* **DOCUMENT SEGMENT**
[erlang-questions] Strings as Lists

Zvi <>
Thu Feb 14 07:07:52 CET 2008


Richard,

I think you confusing datatype with it's implementation/representation.
My biggest problem with Erlang standard string representation is that in
64bit mode, each character taking 16 bytes. So typical message of 10KB after
converted to XML become 20KB and after parsed by 64bit Erlang VM become
320KB. I talking about server-side code, so I need 320KB-per-client. Using
binary, even if I copy this XML 3 times in memory, I still can handle 5-6
times more clients.

Also, you forget that what was good for LISP Machines is not good for
current machine architectures.
Binary strings can be handled very efficiently using vectorized SIMD code
and they use modern caches much more effectively, than lists.

Deep lists and io-lists are essentially analog of Java's StringBuffer or C++
STL's ostringstream.
io-lists can also be more efficient fo IO, if underlying OS has gather-write
system call.

Excerpts of labeled region data:
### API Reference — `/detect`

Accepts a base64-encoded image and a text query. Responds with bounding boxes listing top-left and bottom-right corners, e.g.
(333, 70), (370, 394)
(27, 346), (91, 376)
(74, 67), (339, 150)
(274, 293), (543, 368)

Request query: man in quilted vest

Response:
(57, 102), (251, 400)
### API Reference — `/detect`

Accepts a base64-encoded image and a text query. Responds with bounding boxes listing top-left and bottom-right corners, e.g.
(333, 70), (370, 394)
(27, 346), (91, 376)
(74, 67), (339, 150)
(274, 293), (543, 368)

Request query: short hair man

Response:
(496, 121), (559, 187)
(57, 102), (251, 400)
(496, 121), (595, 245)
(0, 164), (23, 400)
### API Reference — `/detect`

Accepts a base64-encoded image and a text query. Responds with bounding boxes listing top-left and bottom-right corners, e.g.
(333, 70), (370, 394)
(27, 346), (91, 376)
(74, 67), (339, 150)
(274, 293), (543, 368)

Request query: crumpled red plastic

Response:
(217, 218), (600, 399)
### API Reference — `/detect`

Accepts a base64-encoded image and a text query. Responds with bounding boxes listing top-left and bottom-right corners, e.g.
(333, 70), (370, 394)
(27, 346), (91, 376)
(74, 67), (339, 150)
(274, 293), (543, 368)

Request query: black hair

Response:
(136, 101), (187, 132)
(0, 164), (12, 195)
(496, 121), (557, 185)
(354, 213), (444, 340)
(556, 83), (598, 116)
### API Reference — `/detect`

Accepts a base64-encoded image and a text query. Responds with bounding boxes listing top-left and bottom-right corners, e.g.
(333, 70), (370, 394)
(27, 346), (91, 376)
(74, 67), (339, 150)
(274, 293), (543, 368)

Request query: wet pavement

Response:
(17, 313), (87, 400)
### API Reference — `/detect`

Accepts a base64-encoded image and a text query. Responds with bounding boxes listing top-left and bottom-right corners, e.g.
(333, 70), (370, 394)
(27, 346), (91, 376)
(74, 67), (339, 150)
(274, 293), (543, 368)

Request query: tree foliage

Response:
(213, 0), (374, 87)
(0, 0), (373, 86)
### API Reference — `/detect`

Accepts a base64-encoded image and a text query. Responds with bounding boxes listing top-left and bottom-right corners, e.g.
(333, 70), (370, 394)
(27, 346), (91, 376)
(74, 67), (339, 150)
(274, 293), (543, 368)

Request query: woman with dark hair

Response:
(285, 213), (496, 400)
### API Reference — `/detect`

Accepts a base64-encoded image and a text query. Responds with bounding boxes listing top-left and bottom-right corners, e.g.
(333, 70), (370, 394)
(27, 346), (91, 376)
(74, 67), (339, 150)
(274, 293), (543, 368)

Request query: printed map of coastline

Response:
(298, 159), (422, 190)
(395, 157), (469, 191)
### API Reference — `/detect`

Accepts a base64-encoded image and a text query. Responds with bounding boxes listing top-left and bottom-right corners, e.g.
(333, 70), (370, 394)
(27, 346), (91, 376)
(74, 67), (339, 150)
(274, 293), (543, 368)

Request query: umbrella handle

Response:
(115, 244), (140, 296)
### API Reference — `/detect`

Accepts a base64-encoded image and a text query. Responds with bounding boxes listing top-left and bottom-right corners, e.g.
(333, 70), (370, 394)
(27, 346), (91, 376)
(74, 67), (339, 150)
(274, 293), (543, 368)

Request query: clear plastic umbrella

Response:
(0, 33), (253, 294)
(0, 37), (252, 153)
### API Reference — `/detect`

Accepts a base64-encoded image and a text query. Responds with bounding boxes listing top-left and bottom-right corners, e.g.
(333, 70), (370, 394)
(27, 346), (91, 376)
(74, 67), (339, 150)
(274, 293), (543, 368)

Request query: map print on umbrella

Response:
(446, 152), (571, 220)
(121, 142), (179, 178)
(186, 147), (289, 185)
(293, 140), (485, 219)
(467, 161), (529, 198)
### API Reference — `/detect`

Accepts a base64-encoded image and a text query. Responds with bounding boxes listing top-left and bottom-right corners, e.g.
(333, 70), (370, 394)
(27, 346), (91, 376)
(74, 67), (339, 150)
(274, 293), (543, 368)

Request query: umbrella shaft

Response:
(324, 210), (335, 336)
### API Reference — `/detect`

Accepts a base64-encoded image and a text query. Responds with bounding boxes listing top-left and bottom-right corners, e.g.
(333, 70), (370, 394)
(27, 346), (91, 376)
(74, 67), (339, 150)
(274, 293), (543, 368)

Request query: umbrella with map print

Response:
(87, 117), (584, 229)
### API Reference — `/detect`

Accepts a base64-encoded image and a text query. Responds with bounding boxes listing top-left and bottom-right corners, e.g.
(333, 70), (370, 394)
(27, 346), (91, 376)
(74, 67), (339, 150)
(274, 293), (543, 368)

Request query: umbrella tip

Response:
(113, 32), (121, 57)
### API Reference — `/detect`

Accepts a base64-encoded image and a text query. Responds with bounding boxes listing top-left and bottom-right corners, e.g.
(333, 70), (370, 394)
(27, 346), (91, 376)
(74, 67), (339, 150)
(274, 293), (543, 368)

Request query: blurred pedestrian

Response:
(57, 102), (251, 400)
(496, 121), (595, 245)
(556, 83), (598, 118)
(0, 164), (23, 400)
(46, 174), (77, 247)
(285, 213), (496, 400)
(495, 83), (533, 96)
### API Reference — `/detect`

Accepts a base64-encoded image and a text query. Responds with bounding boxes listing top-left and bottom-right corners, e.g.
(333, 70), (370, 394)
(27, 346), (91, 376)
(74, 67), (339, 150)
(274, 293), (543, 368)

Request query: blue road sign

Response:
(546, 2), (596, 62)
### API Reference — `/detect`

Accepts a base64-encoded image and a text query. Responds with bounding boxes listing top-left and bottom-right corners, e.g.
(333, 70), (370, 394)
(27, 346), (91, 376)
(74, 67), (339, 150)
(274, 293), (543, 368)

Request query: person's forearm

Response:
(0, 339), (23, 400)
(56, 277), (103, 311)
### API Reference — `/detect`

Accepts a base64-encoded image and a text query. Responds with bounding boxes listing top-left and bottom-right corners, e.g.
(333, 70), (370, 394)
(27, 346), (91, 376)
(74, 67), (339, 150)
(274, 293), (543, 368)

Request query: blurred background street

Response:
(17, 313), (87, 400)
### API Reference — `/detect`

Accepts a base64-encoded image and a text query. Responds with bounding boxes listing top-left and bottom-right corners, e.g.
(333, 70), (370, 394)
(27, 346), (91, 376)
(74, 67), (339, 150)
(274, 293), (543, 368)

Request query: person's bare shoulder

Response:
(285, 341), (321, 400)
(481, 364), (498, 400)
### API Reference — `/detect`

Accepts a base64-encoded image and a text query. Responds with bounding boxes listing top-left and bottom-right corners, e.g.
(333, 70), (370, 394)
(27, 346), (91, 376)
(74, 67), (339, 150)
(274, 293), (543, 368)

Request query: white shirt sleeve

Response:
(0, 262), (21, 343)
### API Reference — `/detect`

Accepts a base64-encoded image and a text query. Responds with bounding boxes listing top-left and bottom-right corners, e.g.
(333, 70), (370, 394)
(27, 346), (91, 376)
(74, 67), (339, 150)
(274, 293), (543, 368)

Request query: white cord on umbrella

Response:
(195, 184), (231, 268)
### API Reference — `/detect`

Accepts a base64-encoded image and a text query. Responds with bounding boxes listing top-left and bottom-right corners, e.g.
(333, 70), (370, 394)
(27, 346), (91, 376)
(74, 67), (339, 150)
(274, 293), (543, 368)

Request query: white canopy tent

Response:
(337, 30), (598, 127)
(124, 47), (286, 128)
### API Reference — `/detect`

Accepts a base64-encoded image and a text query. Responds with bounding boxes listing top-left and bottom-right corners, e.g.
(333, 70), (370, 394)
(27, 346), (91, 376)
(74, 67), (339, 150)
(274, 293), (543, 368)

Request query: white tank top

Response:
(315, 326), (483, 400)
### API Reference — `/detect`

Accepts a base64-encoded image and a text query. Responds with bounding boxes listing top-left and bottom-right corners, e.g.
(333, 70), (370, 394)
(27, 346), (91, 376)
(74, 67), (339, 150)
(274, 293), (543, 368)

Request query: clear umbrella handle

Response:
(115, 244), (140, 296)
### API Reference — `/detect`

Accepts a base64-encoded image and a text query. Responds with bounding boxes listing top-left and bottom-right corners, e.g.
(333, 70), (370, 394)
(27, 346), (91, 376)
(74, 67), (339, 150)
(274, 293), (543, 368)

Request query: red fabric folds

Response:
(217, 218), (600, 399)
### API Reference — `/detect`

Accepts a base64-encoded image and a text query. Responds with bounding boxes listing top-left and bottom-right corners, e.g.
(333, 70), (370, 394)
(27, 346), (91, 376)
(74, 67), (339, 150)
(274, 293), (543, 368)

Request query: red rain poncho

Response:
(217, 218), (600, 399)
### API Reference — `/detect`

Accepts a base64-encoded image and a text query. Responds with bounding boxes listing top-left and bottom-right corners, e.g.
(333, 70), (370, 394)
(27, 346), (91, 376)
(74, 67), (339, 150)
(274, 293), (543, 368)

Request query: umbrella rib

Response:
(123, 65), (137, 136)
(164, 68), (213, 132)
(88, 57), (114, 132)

* **WORK TO DO**
• a. Using the Erlang strings forum post, explain why the writer can serve more clients by storing strings as binaries.
• b. According to the Erlang strings forum post, how many bytes does each character take in 64-bit mode?
• c. Write a continuation of the Erlang strings forum post that picks up after its final sentence.

* **ANSWERS FOR THIS EXERCISE**
• a. In 64-bit mode the standard list representation uses 16 bytes per character, so a 10KB message becomes 20KB as XML and 320KB after the Erlang VM parses it, and on the server that is the cost per client. With binaries, even if the XML is copied three times in memory, the server can still handle five to six times more clients.

• b. Each character takes 16 bytes.

• c.
So in general I want immutable String ADT. The ADT implementation should be
smart enough, to switch to the best representation, according to usage.
Similar to some languages, which implement associative arrays ADT using
various datastructures, i.e. property lists for small arrays and hashtables
for large.
Or I can give hints which implementation of String ADT I want to use (using
for example parametrized modules), i.e.  string(deepList):concat(S1,S2)  or 
string(binarySlice):substr(S,1,3).

BTW: most sophisticated string implementation I know about was in SNOBOL. I
think it was list of unique substrings.

Zvi


Richard A. O'Keefe wrote:
> 
> On 13 Feb 2008, at 5:19 am, tsuraan wrote:
> 
>> Why does erlang internally represent strings as lists?  In every  
>> language I've used other than Java, a string is a sequence of  
>> octets, just like Erlang's binary type.
> 
> Recall the programming proverb:
> 	it is better to have one data type with 100 functions
> 	than 10 data types with 10 functions each.
> 
> It is actually quite commonplace in declarative languages (Prolog,  
> Mercury,
> Haskell, some others) to implement strings as lists of characters  
> because
> that way you get a vast number of functions you can usefully apply to  
> strings.
> Not only that, you can process strings *incrementally* if they are  
> lists.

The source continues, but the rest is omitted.